- **What is being asked**: Return every line from the records below that contains the word "wooden".

- **Task material**:
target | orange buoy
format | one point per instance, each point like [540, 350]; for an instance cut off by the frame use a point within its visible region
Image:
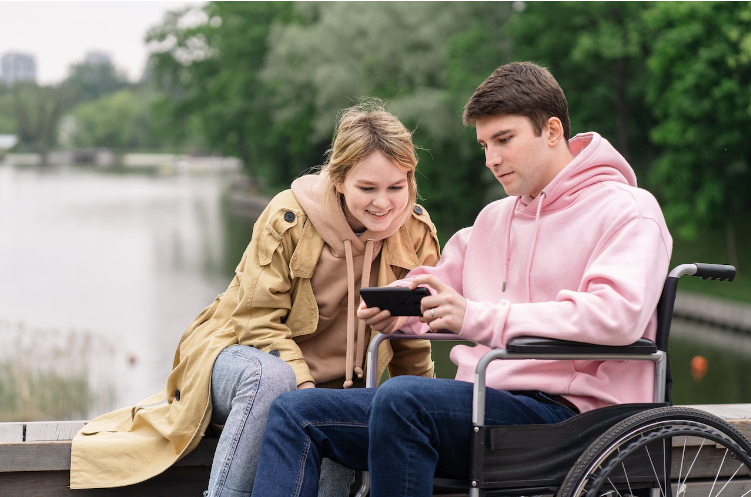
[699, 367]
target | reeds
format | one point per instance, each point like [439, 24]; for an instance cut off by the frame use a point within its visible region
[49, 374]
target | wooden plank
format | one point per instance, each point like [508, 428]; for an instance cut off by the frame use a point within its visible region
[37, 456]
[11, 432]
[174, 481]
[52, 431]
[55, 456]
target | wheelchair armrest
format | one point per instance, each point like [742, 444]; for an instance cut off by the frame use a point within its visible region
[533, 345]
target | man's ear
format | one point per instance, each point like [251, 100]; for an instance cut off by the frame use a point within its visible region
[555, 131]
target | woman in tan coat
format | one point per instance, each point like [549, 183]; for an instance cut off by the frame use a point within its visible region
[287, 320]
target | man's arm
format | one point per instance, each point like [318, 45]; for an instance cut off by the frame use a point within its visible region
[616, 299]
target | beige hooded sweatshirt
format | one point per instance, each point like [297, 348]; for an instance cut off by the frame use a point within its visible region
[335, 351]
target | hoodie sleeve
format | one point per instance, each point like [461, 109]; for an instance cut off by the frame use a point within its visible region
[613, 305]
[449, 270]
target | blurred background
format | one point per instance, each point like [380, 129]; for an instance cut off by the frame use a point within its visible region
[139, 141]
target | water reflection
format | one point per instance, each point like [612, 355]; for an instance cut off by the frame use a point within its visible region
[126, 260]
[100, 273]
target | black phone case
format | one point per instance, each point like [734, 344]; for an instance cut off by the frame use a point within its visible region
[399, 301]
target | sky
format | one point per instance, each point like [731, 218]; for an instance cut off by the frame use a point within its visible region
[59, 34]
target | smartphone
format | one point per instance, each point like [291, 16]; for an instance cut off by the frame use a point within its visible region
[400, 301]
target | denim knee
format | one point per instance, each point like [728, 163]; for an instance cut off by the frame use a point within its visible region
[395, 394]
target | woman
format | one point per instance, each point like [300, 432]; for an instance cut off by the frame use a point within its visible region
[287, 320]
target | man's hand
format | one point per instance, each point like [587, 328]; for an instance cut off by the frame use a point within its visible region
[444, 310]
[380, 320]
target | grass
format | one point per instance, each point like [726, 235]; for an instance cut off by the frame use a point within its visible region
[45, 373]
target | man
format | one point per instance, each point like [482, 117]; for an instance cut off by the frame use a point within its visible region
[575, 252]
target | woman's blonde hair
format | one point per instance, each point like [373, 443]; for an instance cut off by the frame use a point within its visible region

* * *

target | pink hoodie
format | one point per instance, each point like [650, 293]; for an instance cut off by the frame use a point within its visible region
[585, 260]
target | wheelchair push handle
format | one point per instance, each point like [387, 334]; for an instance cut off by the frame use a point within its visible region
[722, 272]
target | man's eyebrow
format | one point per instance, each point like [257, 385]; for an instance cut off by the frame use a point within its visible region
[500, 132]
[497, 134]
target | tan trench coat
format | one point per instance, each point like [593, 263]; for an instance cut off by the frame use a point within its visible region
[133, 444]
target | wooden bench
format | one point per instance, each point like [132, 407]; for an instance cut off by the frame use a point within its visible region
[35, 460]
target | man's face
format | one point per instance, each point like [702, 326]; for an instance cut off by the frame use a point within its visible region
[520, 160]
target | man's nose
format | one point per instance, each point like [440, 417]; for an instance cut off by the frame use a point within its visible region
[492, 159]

- **The answer**:
target | wooden plank
target | wooden bench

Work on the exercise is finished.